Your assignment
Nothing in the records may be left out or altered; reproduce them all exactly.
Exercise materials Block Start
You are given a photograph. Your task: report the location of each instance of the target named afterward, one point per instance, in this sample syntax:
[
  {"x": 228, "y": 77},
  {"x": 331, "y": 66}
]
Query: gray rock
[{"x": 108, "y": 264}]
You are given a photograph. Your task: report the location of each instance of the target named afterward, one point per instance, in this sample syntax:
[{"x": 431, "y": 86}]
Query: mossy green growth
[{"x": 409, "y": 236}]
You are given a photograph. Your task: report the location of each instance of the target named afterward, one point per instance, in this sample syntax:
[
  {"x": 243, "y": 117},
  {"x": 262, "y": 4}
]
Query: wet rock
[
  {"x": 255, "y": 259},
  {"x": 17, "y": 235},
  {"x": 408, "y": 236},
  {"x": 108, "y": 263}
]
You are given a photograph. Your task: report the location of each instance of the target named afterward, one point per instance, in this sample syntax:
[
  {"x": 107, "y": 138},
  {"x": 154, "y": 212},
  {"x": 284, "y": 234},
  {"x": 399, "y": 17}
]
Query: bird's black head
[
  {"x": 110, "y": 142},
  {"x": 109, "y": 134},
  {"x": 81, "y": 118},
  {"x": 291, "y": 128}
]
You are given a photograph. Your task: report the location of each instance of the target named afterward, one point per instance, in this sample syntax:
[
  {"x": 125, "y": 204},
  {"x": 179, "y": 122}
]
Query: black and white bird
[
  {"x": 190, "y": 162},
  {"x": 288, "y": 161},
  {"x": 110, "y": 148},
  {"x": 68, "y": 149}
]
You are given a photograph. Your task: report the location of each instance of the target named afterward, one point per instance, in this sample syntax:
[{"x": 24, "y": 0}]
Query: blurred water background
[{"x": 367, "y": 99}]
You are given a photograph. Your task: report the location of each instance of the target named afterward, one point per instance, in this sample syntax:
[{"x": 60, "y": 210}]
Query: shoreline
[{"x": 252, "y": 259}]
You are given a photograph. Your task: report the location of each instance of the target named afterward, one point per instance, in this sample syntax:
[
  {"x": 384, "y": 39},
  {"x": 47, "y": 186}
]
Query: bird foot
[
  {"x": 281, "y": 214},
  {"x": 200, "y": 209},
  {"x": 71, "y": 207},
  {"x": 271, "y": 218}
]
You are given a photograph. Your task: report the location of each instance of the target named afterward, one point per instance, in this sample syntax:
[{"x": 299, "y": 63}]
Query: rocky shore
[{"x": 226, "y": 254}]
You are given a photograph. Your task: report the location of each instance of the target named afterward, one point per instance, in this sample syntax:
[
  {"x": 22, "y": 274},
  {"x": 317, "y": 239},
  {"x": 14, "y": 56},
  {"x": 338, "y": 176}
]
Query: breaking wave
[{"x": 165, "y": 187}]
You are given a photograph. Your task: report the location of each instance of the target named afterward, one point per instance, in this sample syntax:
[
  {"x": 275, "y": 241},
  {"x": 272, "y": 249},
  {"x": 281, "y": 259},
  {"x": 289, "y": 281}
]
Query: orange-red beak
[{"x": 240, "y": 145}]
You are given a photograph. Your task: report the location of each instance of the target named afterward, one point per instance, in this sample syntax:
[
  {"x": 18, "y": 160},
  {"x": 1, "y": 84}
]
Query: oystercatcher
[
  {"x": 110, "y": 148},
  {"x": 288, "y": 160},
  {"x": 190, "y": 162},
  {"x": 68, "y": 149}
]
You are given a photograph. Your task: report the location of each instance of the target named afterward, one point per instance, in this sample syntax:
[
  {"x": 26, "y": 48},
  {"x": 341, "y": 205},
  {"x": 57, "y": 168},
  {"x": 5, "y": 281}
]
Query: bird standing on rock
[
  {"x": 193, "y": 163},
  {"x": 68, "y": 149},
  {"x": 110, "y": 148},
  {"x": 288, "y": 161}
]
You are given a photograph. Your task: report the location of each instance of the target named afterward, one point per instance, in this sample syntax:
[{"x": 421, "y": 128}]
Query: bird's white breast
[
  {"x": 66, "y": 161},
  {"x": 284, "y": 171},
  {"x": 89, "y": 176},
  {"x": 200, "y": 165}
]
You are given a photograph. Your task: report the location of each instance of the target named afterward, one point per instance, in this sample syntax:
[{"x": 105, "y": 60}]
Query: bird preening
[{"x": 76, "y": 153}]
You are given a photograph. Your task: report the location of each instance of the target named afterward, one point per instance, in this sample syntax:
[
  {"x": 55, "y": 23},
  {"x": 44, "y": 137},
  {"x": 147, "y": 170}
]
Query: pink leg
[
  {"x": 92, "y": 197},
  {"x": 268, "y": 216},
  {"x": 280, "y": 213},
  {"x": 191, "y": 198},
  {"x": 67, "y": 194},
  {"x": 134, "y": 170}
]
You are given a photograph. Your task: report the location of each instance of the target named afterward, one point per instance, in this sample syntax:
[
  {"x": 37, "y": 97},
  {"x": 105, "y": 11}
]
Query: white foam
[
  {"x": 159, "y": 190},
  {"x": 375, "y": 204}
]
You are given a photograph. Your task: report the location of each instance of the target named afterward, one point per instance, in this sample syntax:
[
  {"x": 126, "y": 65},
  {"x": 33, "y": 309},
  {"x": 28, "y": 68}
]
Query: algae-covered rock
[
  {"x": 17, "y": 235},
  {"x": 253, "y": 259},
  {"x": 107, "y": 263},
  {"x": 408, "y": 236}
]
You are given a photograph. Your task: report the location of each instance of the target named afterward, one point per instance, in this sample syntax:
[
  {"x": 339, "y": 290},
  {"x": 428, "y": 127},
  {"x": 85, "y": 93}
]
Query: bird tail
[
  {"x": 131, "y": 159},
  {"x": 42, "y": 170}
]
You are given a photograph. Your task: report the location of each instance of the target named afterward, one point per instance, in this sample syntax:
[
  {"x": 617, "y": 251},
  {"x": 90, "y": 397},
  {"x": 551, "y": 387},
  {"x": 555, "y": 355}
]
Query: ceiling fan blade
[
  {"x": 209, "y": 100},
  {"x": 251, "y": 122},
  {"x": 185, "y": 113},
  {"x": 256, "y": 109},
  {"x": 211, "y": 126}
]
Exercise materials Block End
Output of the exercise
You are given a photograph. Your task: report the location of each instance of the target named afterward, one point per instance, in this sample syntax:
[
  {"x": 228, "y": 77},
  {"x": 331, "y": 66}
]
Query: gray rock
[{"x": 108, "y": 264}]
You are given a photograph. Your task: report the location of each instance of the target named afterward, one point per instance, in this sample syntax:
[{"x": 431, "y": 86}]
Query: mossy green growth
[{"x": 409, "y": 236}]
You are given a photograph. Your task: report the location of each instance of the target named afterward, one point per instance, in this sample syntax:
[
  {"x": 243, "y": 117},
  {"x": 262, "y": 4}
]
Query: wet rock
[
  {"x": 255, "y": 259},
  {"x": 17, "y": 235},
  {"x": 408, "y": 236},
  {"x": 108, "y": 263}
]
You are given a photograph. Your task: report the location of each instance of the target named afterward, one point per instance, in this sample syntax:
[
  {"x": 107, "y": 138},
  {"x": 154, "y": 212},
  {"x": 284, "y": 234},
  {"x": 399, "y": 17}
]
Query: bird's black head
[
  {"x": 110, "y": 142},
  {"x": 109, "y": 134},
  {"x": 81, "y": 118},
  {"x": 291, "y": 128}
]
You are given a photograph. Your task: report the location of each instance of the target named afterward, one point per instance, in this sample syntax:
[
  {"x": 125, "y": 204},
  {"x": 179, "y": 122}
]
Query: black and white bird
[
  {"x": 190, "y": 162},
  {"x": 288, "y": 161},
  {"x": 110, "y": 148},
  {"x": 68, "y": 149}
]
You are given a photograph. Your task: report the location of each instance of the target named afterward, one point per instance, in this sample syntax:
[{"x": 24, "y": 0}]
Query: blurred water background
[{"x": 367, "y": 99}]
You are given a photograph. Your task: report the location of each instance of the target named afterward, one point per instance, in this sample syntax:
[{"x": 60, "y": 210}]
Query: shoreline
[{"x": 252, "y": 259}]
You are given a photograph. Your task: report the location of each instance of the target named afterward, one point per instance, in this sample syntax:
[
  {"x": 384, "y": 39},
  {"x": 47, "y": 186}
]
Query: bird foot
[
  {"x": 281, "y": 214},
  {"x": 200, "y": 209},
  {"x": 71, "y": 207},
  {"x": 271, "y": 218}
]
You are given a photograph. Your task: report the location of each instance of the target named afterward, one point per instance, in this sample syntax:
[{"x": 299, "y": 63}]
Query: rocky shore
[{"x": 226, "y": 254}]
You are given a photograph. Your task: report the location of each instance of the target named afterward, one point per instance, in this sample syntax:
[
  {"x": 22, "y": 274},
  {"x": 317, "y": 239},
  {"x": 14, "y": 56},
  {"x": 338, "y": 176}
]
Query: breaking wave
[{"x": 165, "y": 187}]
You are given a photograph. Your task: report the location of each instance of the target named afterward, one point per instance, in this sample syntax:
[
  {"x": 275, "y": 241},
  {"x": 272, "y": 249},
  {"x": 281, "y": 259},
  {"x": 289, "y": 281}
]
Query: orange-red beak
[{"x": 240, "y": 145}]
You are given a photograph. Your task: report the location of each instance of the target named afterward, one point per instance, in this sample syntax:
[
  {"x": 18, "y": 160},
  {"x": 1, "y": 84}
]
Query: oystercatcher
[
  {"x": 110, "y": 148},
  {"x": 288, "y": 160},
  {"x": 190, "y": 162},
  {"x": 68, "y": 149}
]
You are given a photograph. Your task: report the location of each instance of the target named afterward, one point per instance, in this sample syntax:
[
  {"x": 26, "y": 48},
  {"x": 341, "y": 205},
  {"x": 57, "y": 168},
  {"x": 5, "y": 281}
]
Query: bird standing on rock
[
  {"x": 193, "y": 163},
  {"x": 68, "y": 149},
  {"x": 110, "y": 148},
  {"x": 288, "y": 161}
]
You are given a photograph. Your task: report the location of each instance of the target named afterward, one point per instance, in this sample syntax:
[{"x": 421, "y": 128}]
Query: bird's white breast
[
  {"x": 66, "y": 161},
  {"x": 284, "y": 171},
  {"x": 89, "y": 176},
  {"x": 200, "y": 165}
]
You are given a photograph. Your task: report the location of each instance of the target named afterward, one point per instance, in this sample syntax:
[{"x": 105, "y": 60}]
Query: bird preening
[{"x": 76, "y": 153}]
You are given a photograph. Your task: report the location of each instance of the target named afterward, one point per instance, in this sample syntax:
[
  {"x": 55, "y": 23},
  {"x": 44, "y": 137},
  {"x": 147, "y": 170}
]
Query: pink leg
[
  {"x": 92, "y": 197},
  {"x": 268, "y": 216},
  {"x": 280, "y": 213},
  {"x": 191, "y": 198},
  {"x": 67, "y": 194},
  {"x": 134, "y": 170}
]
You are given a photograph. Your task: report the location of each instance of the target named afterward, one point per instance, in this sample syntax:
[
  {"x": 37, "y": 97},
  {"x": 105, "y": 11}
]
Query: white foam
[
  {"x": 159, "y": 190},
  {"x": 375, "y": 204}
]
You are given a photograph. Your task: report the location of each instance of the target named afterward, one point per instance, in this sample syntax:
[
  {"x": 126, "y": 65},
  {"x": 33, "y": 309},
  {"x": 28, "y": 68}
]
Query: algae-covered rock
[
  {"x": 17, "y": 235},
  {"x": 253, "y": 259},
  {"x": 107, "y": 263},
  {"x": 408, "y": 236}
]
You are given a photograph. Your task: report the location of each instance of the target named afterward, one point per instance, in this sample syntax:
[
  {"x": 339, "y": 290},
  {"x": 428, "y": 127},
  {"x": 85, "y": 93}
]
Query: bird tail
[
  {"x": 131, "y": 159},
  {"x": 42, "y": 170}
]
You are given a photograph. Your task: report the location of each instance of the target named afterward, one point per instance, in this sample syntax:
[
  {"x": 617, "y": 251},
  {"x": 90, "y": 397},
  {"x": 551, "y": 387},
  {"x": 555, "y": 355}
]
Query: ceiling fan blade
[
  {"x": 209, "y": 100},
  {"x": 251, "y": 122},
  {"x": 185, "y": 113},
  {"x": 256, "y": 109},
  {"x": 211, "y": 126}
]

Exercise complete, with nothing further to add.